> Exercise description
Render every line of the entries below as a Markdown table with two columns, "Row" and "Line." Number each row, skip blank lines, and leave the pictures out.
=== Material supplied ===
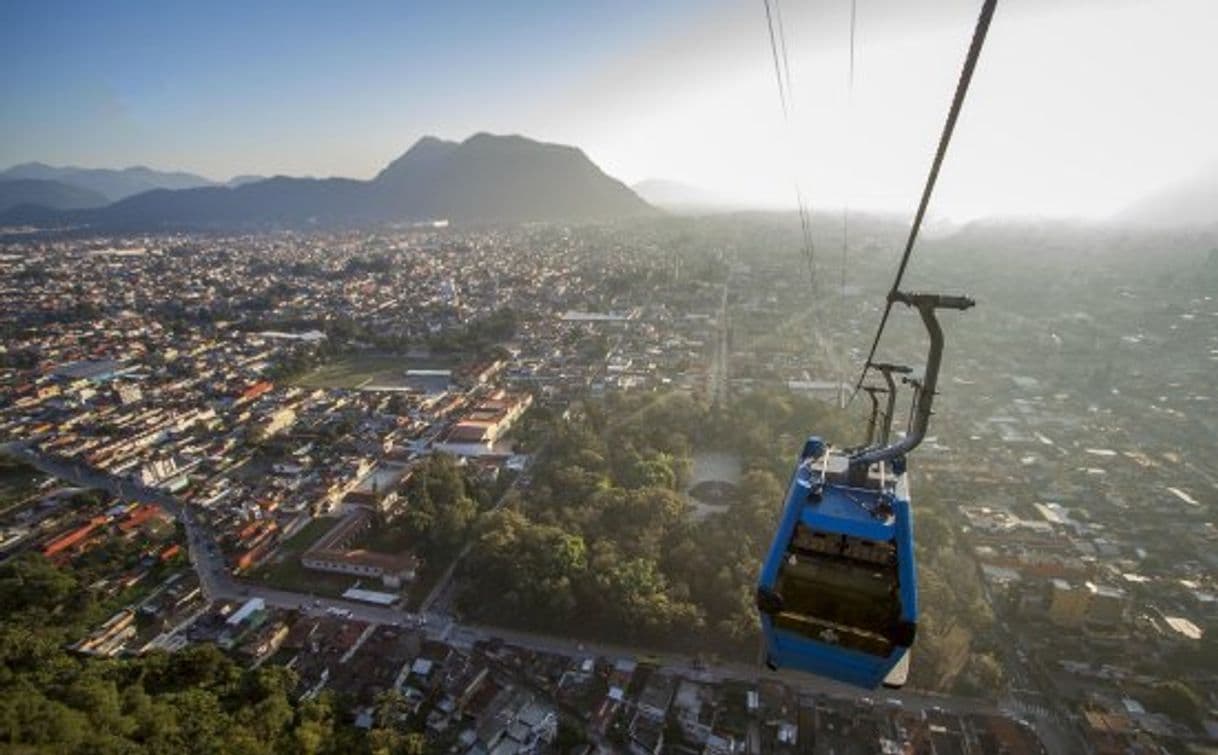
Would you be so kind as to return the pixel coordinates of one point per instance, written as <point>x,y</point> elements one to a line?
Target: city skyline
<point>681,91</point>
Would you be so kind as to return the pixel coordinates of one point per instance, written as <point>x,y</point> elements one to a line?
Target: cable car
<point>838,588</point>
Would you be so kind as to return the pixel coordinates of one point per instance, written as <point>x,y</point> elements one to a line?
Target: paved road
<point>218,585</point>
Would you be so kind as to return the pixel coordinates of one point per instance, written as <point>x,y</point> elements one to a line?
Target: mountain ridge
<point>485,178</point>
<point>49,194</point>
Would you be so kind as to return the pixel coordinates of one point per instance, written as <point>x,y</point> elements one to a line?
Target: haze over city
<point>672,378</point>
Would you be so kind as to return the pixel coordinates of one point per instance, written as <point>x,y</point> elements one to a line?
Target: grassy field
<point>286,572</point>
<point>368,369</point>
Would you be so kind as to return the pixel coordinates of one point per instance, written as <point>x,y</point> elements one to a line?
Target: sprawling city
<point>681,378</point>
<point>506,490</point>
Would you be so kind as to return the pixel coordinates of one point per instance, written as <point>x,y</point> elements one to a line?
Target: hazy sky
<point>1078,107</point>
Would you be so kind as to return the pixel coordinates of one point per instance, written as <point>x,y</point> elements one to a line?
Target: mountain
<point>112,184</point>
<point>681,197</point>
<point>240,180</point>
<point>485,178</point>
<point>52,195</point>
<point>502,178</point>
<point>1191,202</point>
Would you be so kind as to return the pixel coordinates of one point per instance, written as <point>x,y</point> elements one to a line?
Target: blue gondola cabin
<point>837,592</point>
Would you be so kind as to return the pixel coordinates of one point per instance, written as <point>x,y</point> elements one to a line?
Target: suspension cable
<point>957,101</point>
<point>845,203</point>
<point>786,98</point>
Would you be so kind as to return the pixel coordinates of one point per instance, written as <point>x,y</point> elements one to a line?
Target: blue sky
<point>294,87</point>
<point>1078,108</point>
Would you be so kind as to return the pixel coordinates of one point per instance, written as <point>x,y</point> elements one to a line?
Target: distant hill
<point>502,178</point>
<point>1191,202</point>
<point>485,178</point>
<point>110,183</point>
<point>681,197</point>
<point>240,180</point>
<point>49,194</point>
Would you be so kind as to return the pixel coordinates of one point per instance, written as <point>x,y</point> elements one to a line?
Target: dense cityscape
<point>401,469</point>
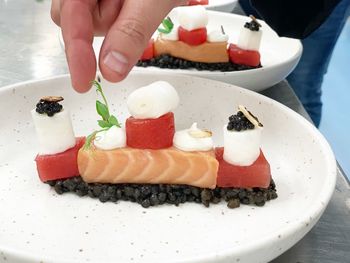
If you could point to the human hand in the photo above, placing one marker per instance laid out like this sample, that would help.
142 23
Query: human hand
126 24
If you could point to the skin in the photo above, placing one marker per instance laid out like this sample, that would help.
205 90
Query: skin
126 24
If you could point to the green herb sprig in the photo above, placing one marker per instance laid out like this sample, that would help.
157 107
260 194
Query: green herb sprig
168 26
102 108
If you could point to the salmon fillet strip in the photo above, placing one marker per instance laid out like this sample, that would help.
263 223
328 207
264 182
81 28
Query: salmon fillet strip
164 166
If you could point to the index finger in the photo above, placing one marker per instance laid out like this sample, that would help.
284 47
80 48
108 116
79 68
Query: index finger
77 29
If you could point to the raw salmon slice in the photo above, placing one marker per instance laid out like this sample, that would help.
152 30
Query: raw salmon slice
147 166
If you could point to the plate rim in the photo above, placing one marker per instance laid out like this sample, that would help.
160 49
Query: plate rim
315 211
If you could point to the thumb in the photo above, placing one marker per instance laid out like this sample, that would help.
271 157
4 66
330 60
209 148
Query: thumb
129 35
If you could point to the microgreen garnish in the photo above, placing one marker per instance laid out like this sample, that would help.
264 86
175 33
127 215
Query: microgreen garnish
102 109
168 26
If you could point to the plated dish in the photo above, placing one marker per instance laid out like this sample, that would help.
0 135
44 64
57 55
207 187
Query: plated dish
190 45
279 56
82 229
146 160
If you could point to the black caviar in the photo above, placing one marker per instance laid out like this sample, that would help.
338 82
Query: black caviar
252 25
49 105
167 61
239 122
157 194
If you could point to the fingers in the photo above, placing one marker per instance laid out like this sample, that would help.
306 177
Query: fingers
55 11
77 29
129 35
105 14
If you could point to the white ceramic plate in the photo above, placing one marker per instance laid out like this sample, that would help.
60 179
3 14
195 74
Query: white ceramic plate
279 56
37 225
222 5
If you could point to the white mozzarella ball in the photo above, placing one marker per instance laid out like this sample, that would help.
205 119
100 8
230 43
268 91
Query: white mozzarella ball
173 35
55 134
152 101
217 36
249 40
242 147
193 17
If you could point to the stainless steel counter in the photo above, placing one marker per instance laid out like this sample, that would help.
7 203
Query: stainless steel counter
29 49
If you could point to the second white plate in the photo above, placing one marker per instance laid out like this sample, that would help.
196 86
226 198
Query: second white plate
279 55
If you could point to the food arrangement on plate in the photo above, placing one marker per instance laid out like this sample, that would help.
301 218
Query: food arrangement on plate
149 162
189 44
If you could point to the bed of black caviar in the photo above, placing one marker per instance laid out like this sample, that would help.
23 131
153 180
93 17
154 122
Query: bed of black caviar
167 61
157 194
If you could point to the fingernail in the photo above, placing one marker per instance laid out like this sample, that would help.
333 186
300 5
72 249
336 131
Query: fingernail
116 62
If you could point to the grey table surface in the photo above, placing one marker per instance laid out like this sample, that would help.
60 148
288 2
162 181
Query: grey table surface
29 49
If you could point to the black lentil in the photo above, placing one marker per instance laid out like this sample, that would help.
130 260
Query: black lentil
152 195
167 61
239 122
48 107
252 25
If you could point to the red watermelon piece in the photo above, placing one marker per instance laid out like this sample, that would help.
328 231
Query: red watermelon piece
61 165
256 175
150 133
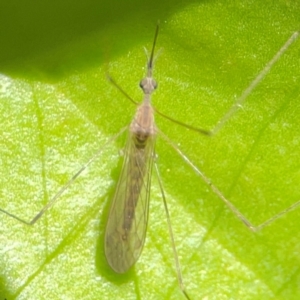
===
> Correct result
| Row | Line |
|---|---|
| 1 | Would you be so kind as to return the pixel coordinates of one point per instance, written as <point>x,y</point> elements one to a line? |
| 2 | Target: city skyline |
| 3 | <point>681,91</point> |
| 4 | Would you be so kind as to return the pixel coordinates of one point per instance, written as <point>x,y</point> elements one to a line? |
| 5 | Target: cable car |
| 6 | <point>838,588</point> |
| 7 | Would you be so kind as to return the pixel coordinates of one point per instance, written as <point>x,y</point> elements one to a line? |
| 8 | Target: paved road |
| 9 | <point>218,585</point> |
| 10 | Would you be so kind as to return the pixel coordinates of one point per instance, written as <point>x,y</point> elements one to a line? |
| 11 | Target: mountain ridge |
| 12 | <point>485,178</point> |
| 13 | <point>49,194</point> |
| 14 | Would you be so kind as to return the pixel coordinates of one point per instance, written as <point>x,y</point> elements one to a line? |
| 15 | Target: haze over city |
| 16 | <point>672,378</point> |
| 17 | Would you be so kind as to return the pixel coordinates of one point per instance, written as <point>x,y</point> elements one to a line? |
| 18 | Target: grassy field |
| 19 | <point>286,572</point> |
| 20 | <point>368,369</point> |
| 21 | Would you be so kind as to return the pixel coordinates of one point per instance, written as <point>x,y</point> elements one to a line? |
| 22 | Target: sprawling city |
| 23 | <point>681,378</point> |
| 24 | <point>506,490</point> |
| 25 | Would you be so kind as to return the pixel coordinates of one point per instance, written as <point>x,y</point> elements one to a line? |
| 26 | Target: hazy sky |
| 27 | <point>1078,107</point> |
| 28 | Would you be so kind as to return the pixel coordinates of one point per instance, written as <point>x,y</point> elements one to a line? |
| 29 | Target: mountain |
| 30 | <point>112,184</point> |
| 31 | <point>681,197</point> |
| 32 | <point>240,180</point> |
| 33 | <point>485,178</point> |
| 34 | <point>52,195</point> |
| 35 | <point>502,178</point> |
| 36 | <point>1191,202</point> |
| 37 | Would you be so kind as to return the pixel coordinates of one point per instance, written as <point>x,y</point> elements one to a line? |
| 38 | Target: blue gondola cabin |
| 39 | <point>837,592</point> |
| 40 | Would you be so kind as to return the pixel coordinates of one point per instance, written as <point>x,y</point> elements one to a line? |
| 41 | Target: suspension cable |
| 42 | <point>957,101</point> |
| 43 | <point>845,203</point> |
| 44 | <point>786,98</point> |
| 45 | Would you be so kind as to return the pixel coordinates of one point per instance, written as <point>x,y</point> elements one to a line? |
| 46 | Target: blue sky |
| 47 | <point>294,87</point> |
| 48 | <point>1078,108</point> |
| 49 | Would you be so kind as to return the pixel coordinates of one point per instance, written as <point>x,y</point> elements one to a line? |
| 50 | Target: distant hill |
| 51 | <point>502,178</point> |
| 52 | <point>1191,202</point> |
| 53 | <point>485,178</point> |
| 54 | <point>110,183</point> |
| 55 | <point>681,197</point> |
| 56 | <point>240,180</point> |
| 57 | <point>49,194</point> |
| 58 | Would you be so kind as to return the pixel coordinates of one point per instance, written as <point>x,y</point> elements one to a line? |
| 59 | Target: dense cityscape |
| 60 | <point>401,469</point> |
| 61 | If you could point to the human hand in the photo above, placing one marker per instance laid out like this sample, that would help. |
| 62 | 142 23 |
| 63 | Query: human hand |
| 64 | 126 24 |
| 65 | If you could point to the skin in the photo above, placing one marker per instance laid out like this sample, that would help. |
| 66 | 205 90 |
| 67 | Query: skin |
| 68 | 126 24 |
| 69 | If you could point to the green herb sprig in the photo above, placing one marker per instance laid out like this sample, that would help. |
| 70 | 157 107 |
| 71 | 260 194 |
| 72 | Query: green herb sprig |
| 73 | 168 26 |
| 74 | 102 108 |
| 75 | If you could point to the salmon fillet strip in the photo above, placing one marker per instance laid out like this sample, that would help. |
| 76 | 263 223 |
| 77 | 328 207 |
| 78 | 264 182 |
| 79 | 81 28 |
| 80 | Query: salmon fillet strip |
| 81 | 164 166 |
| 82 | If you could point to the index finger in the photo above, placing one marker per instance laid out like this sample, that would help. |
| 83 | 284 47 |
| 84 | 80 48 |
| 85 | 108 116 |
| 86 | 79 68 |
| 87 | Query: index finger |
| 88 | 77 29 |
| 89 | If you could point to the raw salmon slice in the photo above, placing one marker per instance laid out like this sample, that would help. |
| 90 | 152 30 |
| 91 | Query: raw salmon slice |
| 92 | 147 166 |
| 93 | If you could point to the plate rim in the photo above, placing one marker per instance laid out like this sample, that would help. |
| 94 | 160 49 |
| 95 | Query: plate rim |
| 96 | 315 211 |
| 97 | If you could point to the thumb in the photo above, placing one marker per instance laid out like this sample, that would help. |
| 98 | 271 157 |
| 99 | 4 66 |
| 100 | 330 60 |
| 101 | 209 148 |
| 102 | Query: thumb |
| 103 | 129 35 |
| 104 | If you could point to the microgreen garnish in the photo above, placing one marker per instance laid out like this sample, that would help. |
| 105 | 264 86 |
| 106 | 175 33 |
| 107 | 127 215 |
| 108 | Query: microgreen garnish |
| 109 | 102 109 |
| 110 | 168 26 |
| 111 | If you could point to the plated dish in the photo above, placing one marker per instance laid out like this sample, that would help. |
| 112 | 0 135 |
| 113 | 44 64 |
| 114 | 57 55 |
| 115 | 207 187 |
| 116 | Query: plated dish |
| 117 | 190 45 |
| 118 | 279 56 |
| 119 | 82 229 |
| 120 | 146 160 |
| 121 | If you could point to the black caviar in the photo above, placing one marker per instance laid out like this sample, that would help. |
| 122 | 338 82 |
| 123 | Query: black caviar |
| 124 | 252 25 |
| 125 | 49 105 |
| 126 | 167 61 |
| 127 | 239 122 |
| 128 | 157 194 |
| 129 | If you could point to the fingers in the photo above, placing one marker per instance laid out like this sample, that would help. |
| 130 | 306 177 |
| 131 | Query: fingers |
| 132 | 55 11 |
| 133 | 77 29 |
| 134 | 129 35 |
| 135 | 105 14 |
| 136 | If you could point to the white ceramic plate in the photo above, placing one marker per instance laid out like this sample, that would help. |
| 137 | 60 179 |
| 138 | 3 14 |
| 139 | 195 74 |
| 140 | Query: white ceramic plate |
| 141 | 279 56 |
| 142 | 37 225 |
| 143 | 222 5 |
| 144 | If you could point to the white mozzarella ball in the photo above, placing one marker per instance laid out like this sample, that would help. |
| 145 | 205 119 |
| 146 | 100 8 |
| 147 | 230 43 |
| 148 | 268 91 |
| 149 | Query: white mozzarella ball |
| 150 | 173 35 |
| 151 | 55 134 |
| 152 | 152 101 |
| 153 | 217 36 |
| 154 | 249 40 |
| 155 | 242 147 |
| 156 | 193 17 |
| 157 | If you could point to the stainless steel counter in the photo above, placing one marker per instance laid out like this sample, that would help. |
| 158 | 7 203 |
| 159 | Query: stainless steel counter |
| 160 | 29 49 |
| 161 | If you could point to the second white plate in the photo above, placing one marker per instance laid out like this sample, that would help. |
| 162 | 196 86 |
| 163 | 226 198 |
| 164 | Query: second white plate |
| 165 | 279 55 |
| 166 | If you could point to the food arrangement on plate in the photo above, placing one marker per instance laid out like this sample, that would help. |
| 167 | 301 218 |
| 168 | Query: food arrangement on plate |
| 169 | 149 162 |
| 170 | 189 44 |
| 171 | If you could point to the bed of black caviar in the photo above, placing one marker per instance laid out like this sample, that would help. |
| 172 | 23 131 |
| 173 | 153 180 |
| 174 | 93 17 |
| 175 | 154 122 |
| 176 | Query: bed of black caviar |
| 177 | 167 61 |
| 178 | 157 194 |
| 179 | If you could point to the fingernail in the photo above, placing one marker per instance laid out like this sample, that would help. |
| 180 | 333 186 |
| 181 | 300 5 |
| 182 | 72 249 |
| 183 | 336 131 |
| 184 | Query: fingernail |
| 185 | 116 62 |
| 186 | If you could point to the grey table surface in the photo above, placing one marker per instance laid out like this sample, that would help. |
| 187 | 60 148 |
| 188 | 288 2 |
| 189 | 162 181 |
| 190 | Query: grey table surface |
| 191 | 29 49 |
| 192 | If you could point to the black lentil in the photo above, placing one marker per instance laid out like this sample, that would help. |
| 193 | 130 260 |
| 194 | Query: black lentil |
| 195 | 152 195 |
| 196 | 167 61 |
| 197 | 239 122 |
| 198 | 48 107 |
| 199 | 252 25 |
| 200 | If you could point to the red watermelon piece in the photo above, placing one marker per instance laid out like this sample, that would help. |
| 201 | 328 231 |
| 202 | Query: red watermelon piece |
| 203 | 61 165 |
| 204 | 256 175 |
| 205 | 150 133 |